◆ **SHORT PROBLEM 1**
Reproduce the records below verbatim, beginning with the first line of the records and ending after the line that contains "311], [114, 322]]".

— begin QUOTED TEXT —

The Mets scored 216 runs in Mora's 37 starts, averaging nearly six runs per game.  They scored 212 runs in the 44 games started by Ordoñez prior to his injury, an average of 4.8 runs per game.  Now let's compare the offensive numbers put up by the two players while playing shortstop during the 2000 campaign, especially since they both had almost the same number of plate appearances in their abbreviated seasons.

  • M. Mora (164 PA): .265/.308/.442, 12 doubles, 1 triple, 4 HR, 18 RBI, 27 runs, 5 SB.
  • R. Ordoñez (155 PA): .188/.278/.226, 5 doubles, 0 triples, 0 HR, 9 RBI, 10 runs, 0 SB.

There's no question that Mora was clearly the better offensive contributor of the two in a similar sample size.  But from a defensive standpoint, Mora was no Ordoñez.  In fact, he wasn't even average.  In the 37 games he started at short as Ordoñez's replacement, Mora committed seven errors in 144 chances for a .951 fielding percentage.  He also participated in just 14 double plays and had 93 assists.  According to baseball-reference.com, Mora's defensive WAR was -0.1 in 2000.  For all you kids out there, that means from a defensive standpoint, he wasn't better than nothing.  Nothing was better than him.

Meanwhile, Ordoñez had a lifetime 8.8 dWAR leading up to his injury.  That's the highest dWAR through five seasons of any Met in the history of the club.  To this day, only Bud Harrelson (13.6 dWAR in 13 seasons) and Jerry Grote (11.2 dWAR in 12 seasons) have posted a higher lifetime dWAR than Ordoñez.

With Mora, the Mets sacrificed defense for offense.  They did the opposite when Ordoñez was in the starting lineup.  But back in 2000, general manager Steve Phillips panicked when Mora couldn't cut it defensively, even with the team scoring a run per game more than they did when Ordoñez was in the lineup.  So just days before the trade deadline, Phillips, in his infinite wisdom, dealt Mora to the Baltimore Orioles for shortstop Mike Bordick.

— end QUOTED TEXT —
— begin MATERIAL PROVIDED —

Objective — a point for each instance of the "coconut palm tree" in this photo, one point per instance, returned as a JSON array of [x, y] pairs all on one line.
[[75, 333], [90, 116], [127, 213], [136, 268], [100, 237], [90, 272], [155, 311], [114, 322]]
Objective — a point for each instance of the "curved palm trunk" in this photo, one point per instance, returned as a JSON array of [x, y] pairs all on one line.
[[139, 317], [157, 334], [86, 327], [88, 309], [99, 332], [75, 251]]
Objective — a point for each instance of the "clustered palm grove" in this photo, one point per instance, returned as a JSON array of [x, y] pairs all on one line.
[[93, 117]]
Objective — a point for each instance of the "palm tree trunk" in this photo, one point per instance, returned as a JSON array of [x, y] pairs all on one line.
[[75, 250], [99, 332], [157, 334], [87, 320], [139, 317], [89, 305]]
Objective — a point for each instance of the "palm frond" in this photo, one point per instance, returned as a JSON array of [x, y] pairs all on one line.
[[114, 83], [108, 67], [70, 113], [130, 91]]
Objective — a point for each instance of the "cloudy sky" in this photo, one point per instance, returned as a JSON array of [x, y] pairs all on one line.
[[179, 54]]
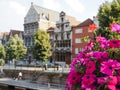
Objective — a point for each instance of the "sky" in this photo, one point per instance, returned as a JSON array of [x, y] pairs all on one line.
[[12, 12]]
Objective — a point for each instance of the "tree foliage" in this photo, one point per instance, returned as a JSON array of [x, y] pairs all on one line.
[[15, 48], [109, 12], [41, 49], [2, 52]]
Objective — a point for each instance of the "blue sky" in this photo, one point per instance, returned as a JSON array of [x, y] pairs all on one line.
[[12, 12]]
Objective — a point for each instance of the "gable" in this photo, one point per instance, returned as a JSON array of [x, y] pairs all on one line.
[[32, 16]]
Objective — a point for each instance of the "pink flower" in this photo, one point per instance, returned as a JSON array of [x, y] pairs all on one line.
[[90, 67], [114, 43], [88, 81], [97, 55], [101, 80], [108, 67], [115, 27], [112, 83], [89, 47], [104, 54], [103, 42]]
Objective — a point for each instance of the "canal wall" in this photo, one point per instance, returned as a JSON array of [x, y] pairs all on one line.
[[38, 76]]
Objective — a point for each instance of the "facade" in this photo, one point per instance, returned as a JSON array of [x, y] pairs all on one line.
[[39, 18], [80, 31], [62, 41], [7, 35]]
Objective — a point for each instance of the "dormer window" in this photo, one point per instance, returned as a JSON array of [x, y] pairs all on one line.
[[57, 25]]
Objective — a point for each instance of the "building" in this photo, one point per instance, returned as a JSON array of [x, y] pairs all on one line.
[[78, 32], [39, 18]]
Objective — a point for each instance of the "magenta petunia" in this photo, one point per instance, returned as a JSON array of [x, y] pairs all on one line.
[[114, 43], [108, 67], [88, 81], [111, 84], [115, 27], [90, 67], [97, 55]]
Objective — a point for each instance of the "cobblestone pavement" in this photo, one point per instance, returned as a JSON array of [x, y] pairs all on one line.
[[28, 84]]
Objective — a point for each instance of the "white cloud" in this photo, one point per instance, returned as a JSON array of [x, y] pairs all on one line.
[[76, 5], [19, 9], [52, 4]]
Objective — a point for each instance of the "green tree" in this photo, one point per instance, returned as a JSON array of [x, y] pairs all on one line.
[[2, 52], [109, 12], [41, 49], [15, 48]]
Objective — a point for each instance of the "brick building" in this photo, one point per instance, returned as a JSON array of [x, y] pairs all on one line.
[[78, 32], [39, 18]]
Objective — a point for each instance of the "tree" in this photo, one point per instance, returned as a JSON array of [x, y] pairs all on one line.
[[41, 49], [15, 48], [109, 12], [2, 52]]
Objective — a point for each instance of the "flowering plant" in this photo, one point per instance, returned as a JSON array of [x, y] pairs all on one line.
[[97, 67]]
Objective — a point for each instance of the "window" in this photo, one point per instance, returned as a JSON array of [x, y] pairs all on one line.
[[78, 30], [76, 50], [78, 40]]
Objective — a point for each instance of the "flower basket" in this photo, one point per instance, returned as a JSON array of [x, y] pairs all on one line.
[[97, 67]]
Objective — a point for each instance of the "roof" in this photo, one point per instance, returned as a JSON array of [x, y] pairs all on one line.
[[15, 32], [52, 15], [87, 22]]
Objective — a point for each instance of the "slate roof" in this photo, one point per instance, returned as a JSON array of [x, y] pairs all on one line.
[[54, 15]]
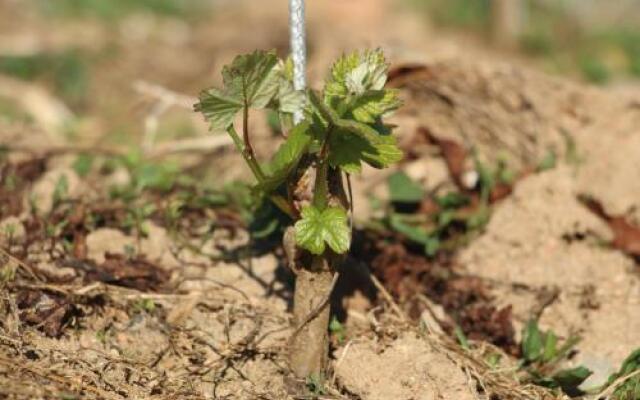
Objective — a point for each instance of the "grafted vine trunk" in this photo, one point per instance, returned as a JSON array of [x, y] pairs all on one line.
[[309, 346]]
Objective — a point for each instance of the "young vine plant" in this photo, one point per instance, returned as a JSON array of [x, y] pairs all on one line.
[[343, 127]]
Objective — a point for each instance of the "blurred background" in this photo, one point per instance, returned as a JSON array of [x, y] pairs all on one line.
[[124, 72]]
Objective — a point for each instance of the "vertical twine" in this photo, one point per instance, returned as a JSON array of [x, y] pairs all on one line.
[[298, 47]]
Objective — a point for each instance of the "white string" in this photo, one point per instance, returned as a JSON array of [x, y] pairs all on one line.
[[298, 47]]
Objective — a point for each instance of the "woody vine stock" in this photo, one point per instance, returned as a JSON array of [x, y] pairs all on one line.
[[342, 129]]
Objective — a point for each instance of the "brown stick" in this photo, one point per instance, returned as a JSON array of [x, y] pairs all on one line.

— end MATERIAL PROVIDED —

◆ **SHORT PROBLEM 2**
In the text about the Mets' two shortstops, which player did the Baltimore Orioles give up in the trade for Mora?

◆ **WRITTEN RESPONSE 1**
Objective — a point for each instance of the "coconut palm tree" in this photo, one point per instance, returned as a JSON array of [x, y] pairs all on one line.
[[75, 333], [90, 116], [127, 213], [136, 268], [100, 237], [90, 272], [155, 311], [114, 322]]

◆ **WRITTEN RESPONSE 2**
Shortstop Mike Bordick.